AIM >> Please return the lines of the listing below as a JSON list of strings, one string per line with blank lines omitted, starting at the line that contains "the green tree" and ending at the line that contains "xmin=453 ymin=636 xmax=491 ymax=700".

**** EXERCISE MATERIALS ****

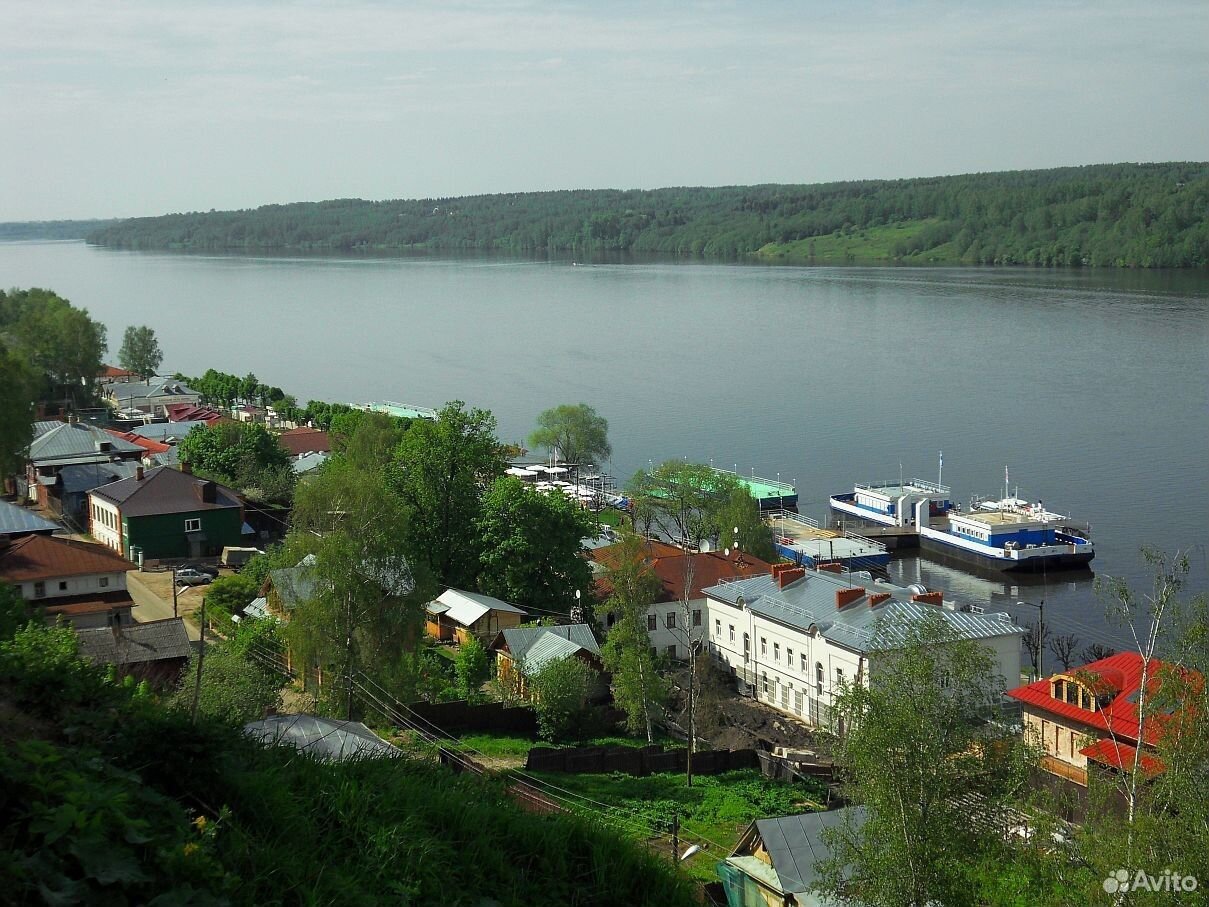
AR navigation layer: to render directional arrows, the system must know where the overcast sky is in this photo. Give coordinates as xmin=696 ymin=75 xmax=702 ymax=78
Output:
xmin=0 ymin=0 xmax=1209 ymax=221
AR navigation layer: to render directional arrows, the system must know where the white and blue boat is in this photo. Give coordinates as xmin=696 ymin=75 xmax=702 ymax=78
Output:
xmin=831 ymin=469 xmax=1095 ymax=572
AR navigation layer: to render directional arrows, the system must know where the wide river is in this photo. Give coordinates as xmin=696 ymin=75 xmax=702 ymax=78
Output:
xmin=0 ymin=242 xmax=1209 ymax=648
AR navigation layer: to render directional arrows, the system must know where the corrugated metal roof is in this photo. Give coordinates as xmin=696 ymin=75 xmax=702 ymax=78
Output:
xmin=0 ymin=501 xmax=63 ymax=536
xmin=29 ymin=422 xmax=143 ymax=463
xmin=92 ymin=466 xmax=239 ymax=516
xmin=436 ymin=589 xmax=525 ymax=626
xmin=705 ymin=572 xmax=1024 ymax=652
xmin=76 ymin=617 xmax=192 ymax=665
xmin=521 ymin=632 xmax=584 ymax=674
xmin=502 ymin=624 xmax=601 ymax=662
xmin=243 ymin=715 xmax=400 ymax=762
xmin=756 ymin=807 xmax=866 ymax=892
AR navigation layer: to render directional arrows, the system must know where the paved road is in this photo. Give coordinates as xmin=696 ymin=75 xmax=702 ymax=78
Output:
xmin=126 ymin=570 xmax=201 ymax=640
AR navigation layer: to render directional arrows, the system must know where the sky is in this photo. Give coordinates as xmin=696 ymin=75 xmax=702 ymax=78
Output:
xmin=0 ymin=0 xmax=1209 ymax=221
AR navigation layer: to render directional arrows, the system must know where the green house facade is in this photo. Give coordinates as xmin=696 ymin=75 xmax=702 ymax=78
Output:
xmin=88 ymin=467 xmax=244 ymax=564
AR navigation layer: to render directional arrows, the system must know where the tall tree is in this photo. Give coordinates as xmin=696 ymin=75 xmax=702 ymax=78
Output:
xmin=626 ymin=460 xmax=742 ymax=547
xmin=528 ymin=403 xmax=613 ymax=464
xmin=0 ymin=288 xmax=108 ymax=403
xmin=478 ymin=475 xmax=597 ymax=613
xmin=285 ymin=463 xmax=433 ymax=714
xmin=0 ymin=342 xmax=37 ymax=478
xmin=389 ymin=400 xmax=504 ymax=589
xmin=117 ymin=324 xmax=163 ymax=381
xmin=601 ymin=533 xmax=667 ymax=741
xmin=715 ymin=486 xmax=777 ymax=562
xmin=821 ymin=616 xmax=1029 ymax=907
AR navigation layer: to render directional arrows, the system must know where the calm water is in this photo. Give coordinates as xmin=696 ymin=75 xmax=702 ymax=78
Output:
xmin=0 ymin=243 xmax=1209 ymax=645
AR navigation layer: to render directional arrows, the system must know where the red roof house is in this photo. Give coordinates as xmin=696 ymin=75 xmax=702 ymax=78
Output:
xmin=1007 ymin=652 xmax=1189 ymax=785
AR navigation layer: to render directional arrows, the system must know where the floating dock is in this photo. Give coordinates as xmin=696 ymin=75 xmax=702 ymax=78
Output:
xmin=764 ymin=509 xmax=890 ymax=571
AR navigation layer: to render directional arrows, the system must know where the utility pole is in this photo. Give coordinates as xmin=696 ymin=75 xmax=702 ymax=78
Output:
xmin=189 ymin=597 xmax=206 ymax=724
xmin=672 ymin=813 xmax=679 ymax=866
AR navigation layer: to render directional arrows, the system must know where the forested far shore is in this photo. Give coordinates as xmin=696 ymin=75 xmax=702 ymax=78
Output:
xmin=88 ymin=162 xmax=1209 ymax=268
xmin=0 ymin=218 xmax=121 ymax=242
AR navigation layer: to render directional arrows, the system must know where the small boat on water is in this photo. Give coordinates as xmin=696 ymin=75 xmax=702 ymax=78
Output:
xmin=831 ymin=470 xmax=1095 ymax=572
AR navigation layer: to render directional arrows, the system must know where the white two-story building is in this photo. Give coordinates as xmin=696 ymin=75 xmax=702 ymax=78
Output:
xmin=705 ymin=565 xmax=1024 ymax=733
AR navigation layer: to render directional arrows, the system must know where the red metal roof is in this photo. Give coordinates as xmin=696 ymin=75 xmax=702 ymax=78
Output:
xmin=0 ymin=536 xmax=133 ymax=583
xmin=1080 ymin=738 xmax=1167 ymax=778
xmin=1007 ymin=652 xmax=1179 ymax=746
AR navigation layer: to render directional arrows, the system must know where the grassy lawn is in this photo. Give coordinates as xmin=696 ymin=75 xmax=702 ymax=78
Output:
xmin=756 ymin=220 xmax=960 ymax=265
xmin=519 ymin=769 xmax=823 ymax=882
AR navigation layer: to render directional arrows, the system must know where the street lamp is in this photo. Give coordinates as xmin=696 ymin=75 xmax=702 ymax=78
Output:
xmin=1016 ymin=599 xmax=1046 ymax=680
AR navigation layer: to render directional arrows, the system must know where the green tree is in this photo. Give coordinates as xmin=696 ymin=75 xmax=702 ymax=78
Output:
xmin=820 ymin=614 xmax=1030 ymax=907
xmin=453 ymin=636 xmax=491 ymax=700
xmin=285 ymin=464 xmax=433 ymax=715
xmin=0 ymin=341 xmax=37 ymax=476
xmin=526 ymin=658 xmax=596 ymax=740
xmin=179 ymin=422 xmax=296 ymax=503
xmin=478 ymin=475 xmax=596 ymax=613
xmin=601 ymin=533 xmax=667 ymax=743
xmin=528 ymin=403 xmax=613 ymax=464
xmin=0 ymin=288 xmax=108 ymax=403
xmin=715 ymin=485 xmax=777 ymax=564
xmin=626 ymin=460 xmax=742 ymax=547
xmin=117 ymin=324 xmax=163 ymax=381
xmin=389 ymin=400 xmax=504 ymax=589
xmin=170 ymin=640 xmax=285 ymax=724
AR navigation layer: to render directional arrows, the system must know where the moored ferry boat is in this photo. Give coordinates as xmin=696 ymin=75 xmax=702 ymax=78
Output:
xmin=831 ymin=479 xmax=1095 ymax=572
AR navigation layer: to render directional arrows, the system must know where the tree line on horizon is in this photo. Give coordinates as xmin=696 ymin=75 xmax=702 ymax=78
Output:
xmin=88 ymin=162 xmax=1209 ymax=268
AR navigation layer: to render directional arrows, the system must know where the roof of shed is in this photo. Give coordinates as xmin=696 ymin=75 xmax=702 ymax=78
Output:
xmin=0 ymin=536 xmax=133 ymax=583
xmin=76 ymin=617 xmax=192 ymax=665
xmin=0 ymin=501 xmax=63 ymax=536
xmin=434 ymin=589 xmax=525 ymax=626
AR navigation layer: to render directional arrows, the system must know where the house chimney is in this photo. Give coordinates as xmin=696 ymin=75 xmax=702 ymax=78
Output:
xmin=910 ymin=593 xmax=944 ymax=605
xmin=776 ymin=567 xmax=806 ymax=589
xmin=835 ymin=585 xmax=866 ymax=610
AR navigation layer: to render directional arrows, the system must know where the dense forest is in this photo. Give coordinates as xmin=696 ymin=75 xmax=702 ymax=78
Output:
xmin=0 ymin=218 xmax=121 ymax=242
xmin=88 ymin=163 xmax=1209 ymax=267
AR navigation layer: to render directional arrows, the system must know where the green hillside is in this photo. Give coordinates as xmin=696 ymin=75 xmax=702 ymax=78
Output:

****
**** EXERCISE MATERIALS ****

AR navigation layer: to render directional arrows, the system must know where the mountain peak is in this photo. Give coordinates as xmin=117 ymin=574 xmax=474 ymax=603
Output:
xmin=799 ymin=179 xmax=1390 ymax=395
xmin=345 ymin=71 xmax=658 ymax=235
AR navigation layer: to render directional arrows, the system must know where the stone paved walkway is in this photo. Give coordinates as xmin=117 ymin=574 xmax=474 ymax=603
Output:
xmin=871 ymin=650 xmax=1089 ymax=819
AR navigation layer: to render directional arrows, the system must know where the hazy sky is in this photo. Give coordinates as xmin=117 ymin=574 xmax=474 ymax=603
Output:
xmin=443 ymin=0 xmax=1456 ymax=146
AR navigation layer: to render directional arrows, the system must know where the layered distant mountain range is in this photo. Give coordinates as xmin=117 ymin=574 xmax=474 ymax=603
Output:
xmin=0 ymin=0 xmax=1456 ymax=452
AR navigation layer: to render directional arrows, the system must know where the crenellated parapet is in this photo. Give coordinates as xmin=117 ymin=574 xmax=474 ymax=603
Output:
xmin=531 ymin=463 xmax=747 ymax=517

****

EXERCISE OUTPUT >>
[
  "AR navigation layer: to render directional arrows, the system must know where the green tree is in this photo. Give coordinates as xmin=696 ymin=75 xmax=702 ymax=78",
  "Output:",
  "xmin=820 ymin=614 xmax=1030 ymax=907",
  "xmin=453 ymin=636 xmax=491 ymax=700"
]